** Task objective **
Copy every one of the rows below without altering a single character.

** Raw data **

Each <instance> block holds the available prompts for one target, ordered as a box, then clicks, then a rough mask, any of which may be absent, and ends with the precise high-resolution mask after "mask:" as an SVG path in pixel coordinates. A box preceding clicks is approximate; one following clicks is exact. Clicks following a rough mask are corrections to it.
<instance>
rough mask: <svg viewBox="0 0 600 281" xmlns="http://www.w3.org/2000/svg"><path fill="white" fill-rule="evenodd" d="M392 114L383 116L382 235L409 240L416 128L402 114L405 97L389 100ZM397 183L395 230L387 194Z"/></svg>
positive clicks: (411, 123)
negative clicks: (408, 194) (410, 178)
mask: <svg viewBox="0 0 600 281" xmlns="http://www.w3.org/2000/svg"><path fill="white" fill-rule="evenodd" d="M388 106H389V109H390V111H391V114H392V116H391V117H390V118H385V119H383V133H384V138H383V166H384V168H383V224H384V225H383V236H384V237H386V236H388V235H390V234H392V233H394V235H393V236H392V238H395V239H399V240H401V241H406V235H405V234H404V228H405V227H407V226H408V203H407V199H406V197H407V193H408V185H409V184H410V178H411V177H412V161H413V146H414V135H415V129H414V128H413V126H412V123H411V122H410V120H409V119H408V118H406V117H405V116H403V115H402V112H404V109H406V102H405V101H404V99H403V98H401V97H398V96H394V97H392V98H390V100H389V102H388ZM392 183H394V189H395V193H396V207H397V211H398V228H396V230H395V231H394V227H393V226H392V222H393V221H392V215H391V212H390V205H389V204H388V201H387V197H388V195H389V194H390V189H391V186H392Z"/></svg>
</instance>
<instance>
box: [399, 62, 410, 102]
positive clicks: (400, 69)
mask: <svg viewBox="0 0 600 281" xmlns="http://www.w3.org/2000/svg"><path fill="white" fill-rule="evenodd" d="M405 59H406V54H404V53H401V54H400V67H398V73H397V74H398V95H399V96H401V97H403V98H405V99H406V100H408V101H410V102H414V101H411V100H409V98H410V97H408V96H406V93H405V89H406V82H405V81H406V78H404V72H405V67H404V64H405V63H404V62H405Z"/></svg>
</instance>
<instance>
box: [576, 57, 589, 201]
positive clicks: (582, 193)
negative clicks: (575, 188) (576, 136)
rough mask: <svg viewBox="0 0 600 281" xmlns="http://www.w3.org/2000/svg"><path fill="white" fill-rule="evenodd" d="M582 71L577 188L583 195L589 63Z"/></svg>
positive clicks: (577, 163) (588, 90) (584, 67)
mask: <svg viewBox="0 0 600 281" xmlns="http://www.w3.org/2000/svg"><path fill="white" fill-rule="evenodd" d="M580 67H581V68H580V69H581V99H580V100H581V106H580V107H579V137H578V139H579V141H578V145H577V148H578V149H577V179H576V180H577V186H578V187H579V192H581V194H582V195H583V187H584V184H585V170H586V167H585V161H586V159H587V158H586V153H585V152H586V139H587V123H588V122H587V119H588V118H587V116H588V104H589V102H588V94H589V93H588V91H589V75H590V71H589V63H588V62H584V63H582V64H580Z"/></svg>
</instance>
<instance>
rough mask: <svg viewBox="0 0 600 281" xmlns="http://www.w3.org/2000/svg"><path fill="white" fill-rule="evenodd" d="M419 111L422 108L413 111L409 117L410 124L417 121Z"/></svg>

** Solution for this task **
Each <instance> block holds the available prompts for one target, ordered as a box, then clicks, then a rough mask, any of which may be absent, and ends with the precise high-resolution mask after "mask:" as an SVG path in pixel coordinates. A box preceding clicks is approximate; one following clicks is exact. Clicks following a rough mask are corrections to it.
<instance>
rough mask: <svg viewBox="0 0 600 281" xmlns="http://www.w3.org/2000/svg"><path fill="white" fill-rule="evenodd" d="M392 114L383 116L382 235L409 240L416 128L402 114L405 97L389 100ZM397 183L395 230L387 194Z"/></svg>
positive clicks: (411, 123)
negative clicks: (408, 194) (410, 178)
mask: <svg viewBox="0 0 600 281" xmlns="http://www.w3.org/2000/svg"><path fill="white" fill-rule="evenodd" d="M388 106H389V109H390V111H391V114H392V116H391V117H390V118H385V119H383V133H384V138H383V166H384V168H383V224H384V225H383V236H384V237H386V236H388V235H390V234H392V233H394V235H393V236H392V238H395V239H399V240H401V241H406V235H405V234H404V228H405V227H407V226H408V203H407V199H406V197H407V193H408V185H409V184H410V178H411V177H412V161H413V146H414V135H415V129H414V128H413V126H412V123H411V122H410V120H409V119H408V118H406V117H405V116H403V115H402V112H404V109H406V102H405V101H404V99H403V98H401V97H398V96H394V97H392V98H390V100H389V102H388ZM392 183H394V189H395V193H396V207H397V211H398V228H396V230H395V231H394V227H393V226H392V222H393V221H392V215H391V212H390V205H389V204H388V201H387V197H388V195H389V194H390V189H391V186H392Z"/></svg>
</instance>
<instance>
box: [399, 62, 410, 102]
positive clicks: (400, 69)
mask: <svg viewBox="0 0 600 281" xmlns="http://www.w3.org/2000/svg"><path fill="white" fill-rule="evenodd" d="M405 59H406V54H404V53H401V54H400V67H398V73H397V74H398V95H399V96H401V97H403V98H405V99H406V100H408V101H410V102H414V101H411V100H409V98H410V97H408V96H406V93H405V89H406V82H405V81H406V78H404V72H405V67H404V64H405V63H404V62H405Z"/></svg>
</instance>
<instance>
box: [576, 57, 589, 201]
positive clicks: (582, 193)
negative clicks: (575, 188) (576, 136)
rough mask: <svg viewBox="0 0 600 281" xmlns="http://www.w3.org/2000/svg"><path fill="white" fill-rule="evenodd" d="M582 71L577 188L583 195L589 63Z"/></svg>
positive clicks: (577, 163) (588, 90) (584, 67)
mask: <svg viewBox="0 0 600 281" xmlns="http://www.w3.org/2000/svg"><path fill="white" fill-rule="evenodd" d="M580 67H581V68H580V69H581V99H580V100H581V106H580V107H579V137H578V139H579V141H578V145H577V148H578V149H577V179H576V180H577V186H578V187H579V192H581V194H582V195H583V187H584V184H585V170H586V167H585V161H586V159H587V158H586V153H585V152H586V139H587V123H588V122H587V119H588V118H587V116H588V104H589V102H588V94H589V93H588V91H589V75H590V71H589V63H588V62H584V63H582V64H580Z"/></svg>
</instance>
<instance>
rough mask: <svg viewBox="0 0 600 281" xmlns="http://www.w3.org/2000/svg"><path fill="white" fill-rule="evenodd" d="M419 111L422 108L413 111L409 117L410 124L417 121Z"/></svg>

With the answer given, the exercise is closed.